**Assignment:** Transcribe the text about the Trump administration's late moves on China, Iran and South Asia, between "This month, Washington" and "eight Chinese-connected apps.", inclusive.

**Text block:**
Content starts

This month, Washington has initiated several controversial measures targeting Beijing and Tehran, both of which had already clashed heavily with the Trump administration. Most significantly, Secretary of State Mike Pompeo announced an easing of restrictions on relations between the United States and Taiwan, the self-governing entity that Beijing regards as its own. This move came soon after Trump signed an executive order banning U.S. trade with eight Chinese-connected apps.
Meanwhile, the administration has ramped up its rhetoric against Tehran, while also scaling up the Iran sanctions regime and deciding to keep a major naval vessel, the USS Nimitz, in the Persian Gulf, citing threats posed by Iran to U.S. leaders. Pompeo also asserted—in a claim many Iran experts reject—that Iran has become the new home base for al-Qaeda. This all comes against the backdrop of the November assassination of a top Iranian nuclear scientist that Tehran, and may world capitols, believe was carried out by America’s Israeli ally—Iran’s bitter enemy.
I explained in an East Asia Forumessay published earlier this month why U.S. relations with Iran and China have considerable impacts for New Delhi and Islamabad:
“The prospect of even modestly improved US relations with Iran would be a net positive for both New Delhi and Islamabad, which value commercial cooperation with Tehran and prefer a relaxed US sanctions regime. A slightly less toxic US–China relationship would please Islamabad, which prefers that its top ally have better relations with Washington. But it would present a complication for New Delhi, which has seen its relations with Beijing plummet to their lowest point in decades.”
Furthermore, the Trump administration decided to declassify and release a 2018 document outlining the outgoing government’s strategic framework for the Indo- Pacific region. The document’s contents are not particularly surprising; Trump administration officials have already publicly articulated its main themes and messages. However, as the analyst Rory Medcalf pointed out, the public release of the strategy suggests a desire to signify to the incoming administration, and to the region on the whole, that there’s a need for continuity on a policy that revolves around taking a hard line toward China.
The declassified document also describes the need to “accelerate India’s rise and capacity to serve as a net provider of security” through “a stronger foundation for defense cooperation and interoperability,” as well as to support India “through diplomatic, military, and intelligence channels—to help address continental challenges such as the border dispute with China.”
This will not sit well with Islamabad, Beijing’s ally and New Delhi’s enemy, especially as it already fears that growing U.S.-India defense cooperation has deleteriously affected what it refers to as strategic stability in South Asia. Again, such U.S. views on military partnership with India have already been articulated publicly over the last few years. But their presence in a formal U.S. policy document will heighten Pakistani anxieties about India and U.S.-India relations, and risk exacerbating tensions in an India-Pakistan relationship already in deep freeze since a brief military crisis and India’s repeal of Jammu and Kashmir’s autonomy in 2019.
The impacts of the Trump administration’s policies, including those implemented during its final days in office, will be felt far and wide—both at home and abroad. This includes South Asia, a region that may not top the initial list of Biden administration foreign policy priorities, but nonetheless one that will figure prominently in its overall strategic considerations. It is, after all, a core geopolitical component of the Indo-Pacific region. It is also home to a top U.S. security partner, to America’s longest war, and to a deepening Chinese footprint. In effect, any impacts that the Trump administration’s final moves have on South Asia are nothing to sneeze at.

Content ends

**Record set:**
Content starts

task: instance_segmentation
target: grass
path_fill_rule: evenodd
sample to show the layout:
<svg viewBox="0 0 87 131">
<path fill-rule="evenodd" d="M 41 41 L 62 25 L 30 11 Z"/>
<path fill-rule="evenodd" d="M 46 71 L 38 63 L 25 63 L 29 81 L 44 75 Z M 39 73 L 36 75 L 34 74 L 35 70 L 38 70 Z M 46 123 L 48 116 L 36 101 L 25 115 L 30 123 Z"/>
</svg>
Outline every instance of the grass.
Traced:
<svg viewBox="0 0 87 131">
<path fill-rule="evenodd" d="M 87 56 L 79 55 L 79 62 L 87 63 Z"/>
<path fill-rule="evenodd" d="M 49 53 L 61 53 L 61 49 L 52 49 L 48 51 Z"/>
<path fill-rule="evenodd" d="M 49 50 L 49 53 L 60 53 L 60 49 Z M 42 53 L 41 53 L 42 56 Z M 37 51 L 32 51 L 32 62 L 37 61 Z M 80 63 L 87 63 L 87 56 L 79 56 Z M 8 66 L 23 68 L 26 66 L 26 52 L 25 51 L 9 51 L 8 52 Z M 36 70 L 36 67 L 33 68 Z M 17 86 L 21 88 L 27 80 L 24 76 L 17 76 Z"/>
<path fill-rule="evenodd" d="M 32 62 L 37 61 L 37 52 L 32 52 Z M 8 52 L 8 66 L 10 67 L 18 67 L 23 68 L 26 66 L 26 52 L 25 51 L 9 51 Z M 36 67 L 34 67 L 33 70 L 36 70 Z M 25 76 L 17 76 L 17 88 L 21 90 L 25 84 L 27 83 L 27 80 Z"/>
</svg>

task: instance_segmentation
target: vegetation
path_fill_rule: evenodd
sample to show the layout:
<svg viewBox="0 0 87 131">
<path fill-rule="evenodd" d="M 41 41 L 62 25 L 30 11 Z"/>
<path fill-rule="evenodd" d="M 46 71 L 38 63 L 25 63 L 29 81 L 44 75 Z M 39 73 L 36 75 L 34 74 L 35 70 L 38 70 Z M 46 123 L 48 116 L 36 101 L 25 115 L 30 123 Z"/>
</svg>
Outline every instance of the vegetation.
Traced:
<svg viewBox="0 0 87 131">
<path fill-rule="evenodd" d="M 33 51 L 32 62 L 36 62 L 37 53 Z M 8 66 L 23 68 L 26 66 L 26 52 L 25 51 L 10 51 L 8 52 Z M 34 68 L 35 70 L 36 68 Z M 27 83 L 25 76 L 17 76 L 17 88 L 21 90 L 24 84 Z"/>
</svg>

Content ends

**Solution:**
This month, Washington has initiated several controversial measures targeting Beijing and Tehran, both of which had already clashed heavily with the Trump administration. Most significantly, Secretary of State Mike Pompeo announced an easing of restrictions on relations between the United States and Taiwan, the self-governing entity that Beijing regards as its own. This move came soon after Trump signed an executive order banning U.S. trade with eight Chinese-connected apps.